Testo di riferimento:
|---|
Il passo dai domiciliari al carcere è stato breve, brevissimo, per Francesco Petrone, 43 anni, del rione Traiano. E ieri mattina, mentre l’uomo veniva condotto in cella, i suoi familiari hanno organizzato una manifestazione davanti al carcere di Poggioreale. La moglie, Carmen D’Angelo, ha raccontato la storia del marito stringendo tra le mani le cartelle cliniche e i referti medici che ricostruiscono il quadro di salute del 43enne, colpito ad aprile da un’ischemia cerebrale e già segnato dalle conseguenze di un grave incidente in moto avvenuto nel 2014. I familiari di Petrone si sono mostrati preoccupati per le condizioni di salute del detenuto.
Questa è una di quelle storie in cui si fa fatica a far combaciare perfettamente la risposta della giustizia con i diritti della persona. È una di quelle storie che apre il dibattito sul carcere, la tutela della salute all’interno delle strutture detentive, la certezza della pena, le misure restrittive. Di fronte alle rimostranze e alle preoccupazioni dei familiari, i vertici della casa circondariale cittadina hanno dato rassicurazioni spiegando che Petrone sarà curato durante la detenzione, che il protocollo terapeutico stabilito dai medici dell’ospedale sarà seguito anche all’interno della struttura penitenziaria.
|---|
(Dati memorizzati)
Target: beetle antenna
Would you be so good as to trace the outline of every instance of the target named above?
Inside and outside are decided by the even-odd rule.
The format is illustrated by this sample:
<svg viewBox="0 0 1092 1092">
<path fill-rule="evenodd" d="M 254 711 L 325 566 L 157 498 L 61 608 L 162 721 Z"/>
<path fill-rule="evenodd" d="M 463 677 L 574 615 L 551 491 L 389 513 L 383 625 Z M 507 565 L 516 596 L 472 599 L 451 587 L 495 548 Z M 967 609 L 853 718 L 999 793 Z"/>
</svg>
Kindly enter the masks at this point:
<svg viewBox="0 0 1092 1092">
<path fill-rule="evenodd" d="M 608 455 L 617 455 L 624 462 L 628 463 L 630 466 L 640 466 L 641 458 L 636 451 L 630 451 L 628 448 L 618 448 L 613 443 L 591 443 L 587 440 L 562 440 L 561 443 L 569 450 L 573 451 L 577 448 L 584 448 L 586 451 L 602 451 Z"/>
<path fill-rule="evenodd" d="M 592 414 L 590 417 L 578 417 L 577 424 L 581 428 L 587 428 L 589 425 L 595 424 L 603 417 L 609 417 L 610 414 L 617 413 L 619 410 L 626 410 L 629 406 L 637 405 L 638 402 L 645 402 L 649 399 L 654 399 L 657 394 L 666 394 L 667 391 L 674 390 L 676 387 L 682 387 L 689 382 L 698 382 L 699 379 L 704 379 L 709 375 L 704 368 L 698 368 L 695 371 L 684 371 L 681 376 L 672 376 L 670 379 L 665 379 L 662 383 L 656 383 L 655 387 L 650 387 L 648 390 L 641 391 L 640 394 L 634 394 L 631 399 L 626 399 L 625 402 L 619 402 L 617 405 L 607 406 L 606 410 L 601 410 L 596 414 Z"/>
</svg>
|---|
Elenco dei compiti:
1/ Rispondi a queste domande sull'articolo che riguarda Francesco Petrone:
(a) In quale mese Petrone è stato colpito da un'ischemia cerebrale?
(b) In che anno è avvenuto il grave incidente in moto?
(c) Chi ha dato rassicurazioni ai familiari sulle cure durante la detenzione?
2/ Prosegui l'articolo sulla detenzione di Francesco Petrone a partire dall'ultima frase.

Elenco delle risposte:
1/
(a) Ad aprile.
(b) Nel 2014.
(c) I vertici della casa circondariale cittadina.

2/
Restano, tuttavia, non del tutto sfumate le ansie della moglie, la quale chiede che il marito venga trasferito in una struttura sanitaria. Petrone, accusato dagli inquirenti di essere un boss della droga al rione Traiano, è stato di recente condannato a 19 anni di carcere e oggi riceverà la visita del garante regionale dei detenuti Samuele Ciambriello e di quello napoletano Pietro Ioia.